-- Begin TEXT EXCERPT --

Cutting Edge

Dec 19, 2025

NeurIPS 2025 Review: Research Highlights from Sony Group

This year at NeurIPS 2025, Sony Group contributed across multiple parts of the program, sharing research that spans adaptation methods, dynamic scene reconstruction, evaluation in game environments, and music-related generative modeling. As one of the leading conferences in machine learning, NeurIPS offers a broad view of current research and emerging technical directions.

In this post, we highlight a subset of these contributions, with a focus on methods that help AI systems operate reliably in complex settings.

Main Track:

Spotlight
StelLA: Subspace Learning in Low-rank Adaptation using Stiefel Manifold

Authors: Zhizhong Li (Sony AI), Sina Sajadmanesh (Sony AI), Jingtao Li (Sony AI), Lingjuan Lyu (Sony AI)

-- End TEXT EXCERPT --
-- Begin SUPPLIED DATA --

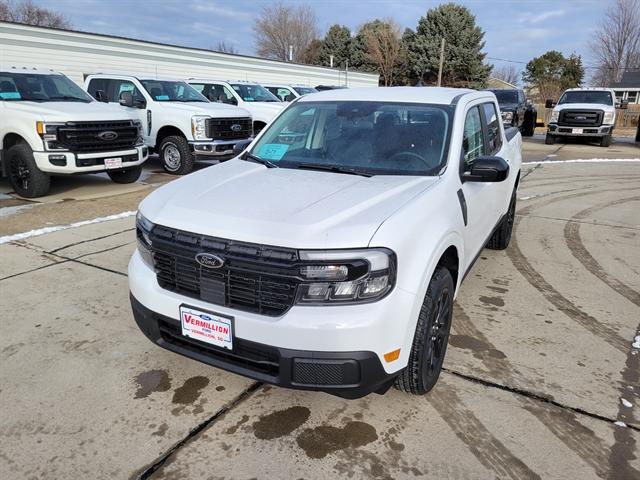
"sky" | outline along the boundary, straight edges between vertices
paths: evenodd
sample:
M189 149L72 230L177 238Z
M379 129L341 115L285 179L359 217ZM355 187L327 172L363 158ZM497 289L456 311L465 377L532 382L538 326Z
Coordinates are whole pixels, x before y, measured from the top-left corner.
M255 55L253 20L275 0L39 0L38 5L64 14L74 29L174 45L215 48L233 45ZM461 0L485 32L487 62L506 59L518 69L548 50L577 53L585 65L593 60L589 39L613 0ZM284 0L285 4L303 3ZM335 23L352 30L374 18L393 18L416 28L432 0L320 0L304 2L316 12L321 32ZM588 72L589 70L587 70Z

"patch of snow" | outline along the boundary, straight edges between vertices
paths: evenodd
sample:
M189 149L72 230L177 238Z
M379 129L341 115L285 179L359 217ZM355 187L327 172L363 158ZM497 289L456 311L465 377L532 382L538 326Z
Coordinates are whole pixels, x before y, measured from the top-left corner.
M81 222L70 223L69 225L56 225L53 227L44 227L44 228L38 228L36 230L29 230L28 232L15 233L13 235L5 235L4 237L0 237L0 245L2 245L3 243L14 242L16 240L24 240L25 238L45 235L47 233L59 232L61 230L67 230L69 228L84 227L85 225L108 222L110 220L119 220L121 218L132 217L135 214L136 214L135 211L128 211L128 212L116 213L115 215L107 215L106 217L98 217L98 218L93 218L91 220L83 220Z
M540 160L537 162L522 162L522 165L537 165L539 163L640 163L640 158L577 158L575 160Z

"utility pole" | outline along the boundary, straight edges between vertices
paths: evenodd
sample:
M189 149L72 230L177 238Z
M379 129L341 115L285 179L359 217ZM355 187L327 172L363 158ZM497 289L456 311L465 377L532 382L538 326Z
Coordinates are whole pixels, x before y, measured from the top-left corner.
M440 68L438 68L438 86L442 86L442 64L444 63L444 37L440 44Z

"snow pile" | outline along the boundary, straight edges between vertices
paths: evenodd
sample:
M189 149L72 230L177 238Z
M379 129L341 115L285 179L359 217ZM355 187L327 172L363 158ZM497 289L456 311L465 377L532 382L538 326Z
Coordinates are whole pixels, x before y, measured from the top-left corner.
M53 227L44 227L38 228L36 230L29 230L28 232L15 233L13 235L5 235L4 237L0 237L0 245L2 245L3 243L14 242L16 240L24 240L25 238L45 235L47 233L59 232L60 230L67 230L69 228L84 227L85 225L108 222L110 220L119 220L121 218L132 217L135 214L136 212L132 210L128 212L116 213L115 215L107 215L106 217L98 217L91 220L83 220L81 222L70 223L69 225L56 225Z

-- End SUPPLIED DATA --
-- Begin SUPPLIED DATA --

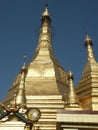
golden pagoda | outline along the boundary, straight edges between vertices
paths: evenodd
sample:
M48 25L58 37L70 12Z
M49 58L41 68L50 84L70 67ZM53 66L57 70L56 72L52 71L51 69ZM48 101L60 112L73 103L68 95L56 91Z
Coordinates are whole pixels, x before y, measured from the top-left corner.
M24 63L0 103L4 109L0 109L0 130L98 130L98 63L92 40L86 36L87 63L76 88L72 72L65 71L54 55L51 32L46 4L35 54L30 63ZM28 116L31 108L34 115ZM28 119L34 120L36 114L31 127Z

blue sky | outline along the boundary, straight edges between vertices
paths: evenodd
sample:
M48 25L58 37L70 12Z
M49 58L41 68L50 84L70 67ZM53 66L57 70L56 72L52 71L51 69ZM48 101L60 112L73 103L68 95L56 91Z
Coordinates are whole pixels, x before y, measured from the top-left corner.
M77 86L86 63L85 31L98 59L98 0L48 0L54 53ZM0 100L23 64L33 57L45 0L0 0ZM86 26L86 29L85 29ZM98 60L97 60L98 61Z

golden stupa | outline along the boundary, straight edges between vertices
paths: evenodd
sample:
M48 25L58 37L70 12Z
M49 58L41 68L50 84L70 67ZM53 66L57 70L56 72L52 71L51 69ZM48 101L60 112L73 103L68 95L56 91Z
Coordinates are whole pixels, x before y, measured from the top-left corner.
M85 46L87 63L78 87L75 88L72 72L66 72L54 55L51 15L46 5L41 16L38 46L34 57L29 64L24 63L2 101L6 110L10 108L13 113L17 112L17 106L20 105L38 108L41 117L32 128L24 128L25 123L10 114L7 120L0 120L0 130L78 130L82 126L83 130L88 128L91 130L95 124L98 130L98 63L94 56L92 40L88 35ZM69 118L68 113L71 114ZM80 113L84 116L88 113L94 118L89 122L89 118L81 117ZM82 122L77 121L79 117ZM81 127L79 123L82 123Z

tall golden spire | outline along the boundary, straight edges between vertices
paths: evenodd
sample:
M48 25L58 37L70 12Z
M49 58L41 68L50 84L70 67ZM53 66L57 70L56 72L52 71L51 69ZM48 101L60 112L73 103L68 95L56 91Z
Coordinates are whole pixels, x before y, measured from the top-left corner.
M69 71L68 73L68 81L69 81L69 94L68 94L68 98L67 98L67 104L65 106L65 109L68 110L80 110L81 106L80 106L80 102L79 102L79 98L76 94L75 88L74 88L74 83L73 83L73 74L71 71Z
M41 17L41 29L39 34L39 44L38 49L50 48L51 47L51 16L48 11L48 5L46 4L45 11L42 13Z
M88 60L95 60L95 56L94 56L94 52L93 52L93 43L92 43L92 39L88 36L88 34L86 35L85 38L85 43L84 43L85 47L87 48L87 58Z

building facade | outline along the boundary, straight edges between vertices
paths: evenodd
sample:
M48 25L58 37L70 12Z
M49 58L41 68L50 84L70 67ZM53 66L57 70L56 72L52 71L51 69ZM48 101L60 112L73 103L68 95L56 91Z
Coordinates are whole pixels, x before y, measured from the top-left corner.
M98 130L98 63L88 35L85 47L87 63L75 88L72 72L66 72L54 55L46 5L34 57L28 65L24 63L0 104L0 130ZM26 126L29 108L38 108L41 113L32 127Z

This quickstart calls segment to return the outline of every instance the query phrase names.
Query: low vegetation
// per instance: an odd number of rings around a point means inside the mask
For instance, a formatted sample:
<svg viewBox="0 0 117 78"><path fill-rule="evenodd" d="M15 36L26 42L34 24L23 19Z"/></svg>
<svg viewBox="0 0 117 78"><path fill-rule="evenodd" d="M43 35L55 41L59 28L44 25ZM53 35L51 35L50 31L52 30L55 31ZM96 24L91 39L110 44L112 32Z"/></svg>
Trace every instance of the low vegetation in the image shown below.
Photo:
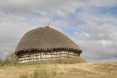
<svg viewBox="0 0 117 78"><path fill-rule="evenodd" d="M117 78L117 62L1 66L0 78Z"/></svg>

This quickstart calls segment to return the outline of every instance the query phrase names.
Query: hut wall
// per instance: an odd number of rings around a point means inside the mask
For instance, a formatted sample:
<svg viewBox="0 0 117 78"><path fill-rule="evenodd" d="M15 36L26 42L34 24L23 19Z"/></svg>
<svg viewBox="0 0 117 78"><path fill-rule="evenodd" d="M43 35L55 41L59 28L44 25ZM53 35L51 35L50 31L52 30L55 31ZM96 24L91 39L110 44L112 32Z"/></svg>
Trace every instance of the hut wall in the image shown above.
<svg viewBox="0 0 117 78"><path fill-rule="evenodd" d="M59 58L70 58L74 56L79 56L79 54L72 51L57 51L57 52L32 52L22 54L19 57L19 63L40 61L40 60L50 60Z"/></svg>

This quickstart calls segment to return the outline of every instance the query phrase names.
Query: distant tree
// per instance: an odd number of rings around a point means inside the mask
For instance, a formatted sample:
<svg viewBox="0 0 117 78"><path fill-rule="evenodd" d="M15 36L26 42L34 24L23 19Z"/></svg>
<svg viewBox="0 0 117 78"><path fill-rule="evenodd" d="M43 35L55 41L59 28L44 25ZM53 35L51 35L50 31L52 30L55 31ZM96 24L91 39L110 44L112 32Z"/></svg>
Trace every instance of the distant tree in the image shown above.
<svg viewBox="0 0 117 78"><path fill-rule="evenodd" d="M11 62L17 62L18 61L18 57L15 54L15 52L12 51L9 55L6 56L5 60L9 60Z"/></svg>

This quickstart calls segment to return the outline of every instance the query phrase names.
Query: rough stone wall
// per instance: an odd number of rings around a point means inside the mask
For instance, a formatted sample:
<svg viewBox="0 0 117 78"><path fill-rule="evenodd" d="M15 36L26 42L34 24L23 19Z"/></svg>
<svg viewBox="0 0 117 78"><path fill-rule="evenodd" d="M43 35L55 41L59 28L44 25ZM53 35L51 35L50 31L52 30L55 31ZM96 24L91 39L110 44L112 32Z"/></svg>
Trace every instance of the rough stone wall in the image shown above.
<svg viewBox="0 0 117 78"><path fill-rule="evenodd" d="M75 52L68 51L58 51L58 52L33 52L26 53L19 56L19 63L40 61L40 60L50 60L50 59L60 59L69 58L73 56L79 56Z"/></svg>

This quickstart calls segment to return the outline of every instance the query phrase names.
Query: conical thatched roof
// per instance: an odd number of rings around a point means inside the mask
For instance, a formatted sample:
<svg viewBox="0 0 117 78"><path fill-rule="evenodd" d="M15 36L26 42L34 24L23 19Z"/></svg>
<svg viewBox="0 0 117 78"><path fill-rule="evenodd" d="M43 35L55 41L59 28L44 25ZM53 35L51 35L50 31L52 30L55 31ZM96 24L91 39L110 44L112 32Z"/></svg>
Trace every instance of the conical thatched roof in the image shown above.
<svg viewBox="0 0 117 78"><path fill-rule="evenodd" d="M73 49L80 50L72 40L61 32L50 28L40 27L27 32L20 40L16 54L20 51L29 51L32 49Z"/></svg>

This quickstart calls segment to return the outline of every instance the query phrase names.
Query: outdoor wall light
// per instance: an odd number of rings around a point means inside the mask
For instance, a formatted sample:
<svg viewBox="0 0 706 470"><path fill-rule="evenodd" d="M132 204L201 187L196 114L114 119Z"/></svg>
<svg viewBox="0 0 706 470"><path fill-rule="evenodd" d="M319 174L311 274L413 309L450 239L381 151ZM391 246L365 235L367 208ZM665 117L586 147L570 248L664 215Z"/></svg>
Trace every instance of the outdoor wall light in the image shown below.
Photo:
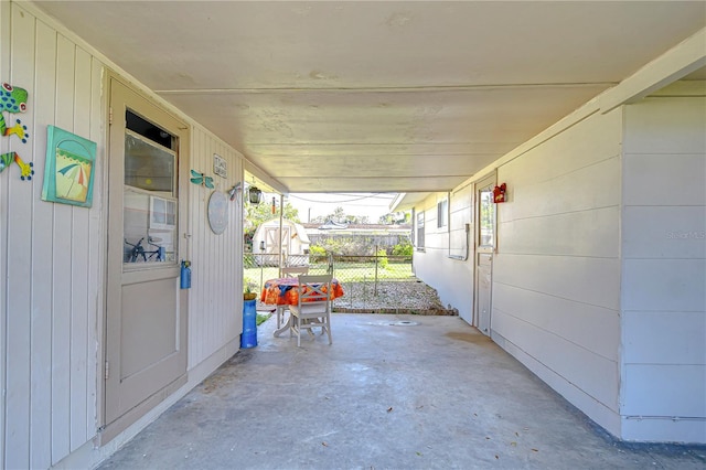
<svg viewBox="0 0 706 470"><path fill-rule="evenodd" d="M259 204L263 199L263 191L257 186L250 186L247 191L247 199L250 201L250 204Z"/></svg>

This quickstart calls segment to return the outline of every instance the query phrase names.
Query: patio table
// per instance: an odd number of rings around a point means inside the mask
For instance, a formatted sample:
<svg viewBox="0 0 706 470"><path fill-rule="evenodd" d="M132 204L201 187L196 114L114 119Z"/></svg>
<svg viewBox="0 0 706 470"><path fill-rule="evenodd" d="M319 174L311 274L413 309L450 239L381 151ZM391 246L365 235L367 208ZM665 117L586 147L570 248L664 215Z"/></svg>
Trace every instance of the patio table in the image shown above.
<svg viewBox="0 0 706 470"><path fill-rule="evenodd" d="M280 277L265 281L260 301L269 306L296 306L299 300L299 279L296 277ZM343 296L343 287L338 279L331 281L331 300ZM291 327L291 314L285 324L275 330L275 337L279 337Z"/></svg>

-- End SUPPLIED DATA --

YOUR GOAL
Answer these questions about the NeurIPS 2025 review, one per line:
(a) On what date was the review posted?
(b) Which four areas does the Sony Group research shared at the conference span?
(c) Under which heading in the Main Track does StelLA appear?

EXERCISE ANSWER
(a) Dec 19, 2025
(b) Adaptation methods, dynamic scene reconstruction, evaluation in game environments, and music-related generative modeling
(c) Spotlight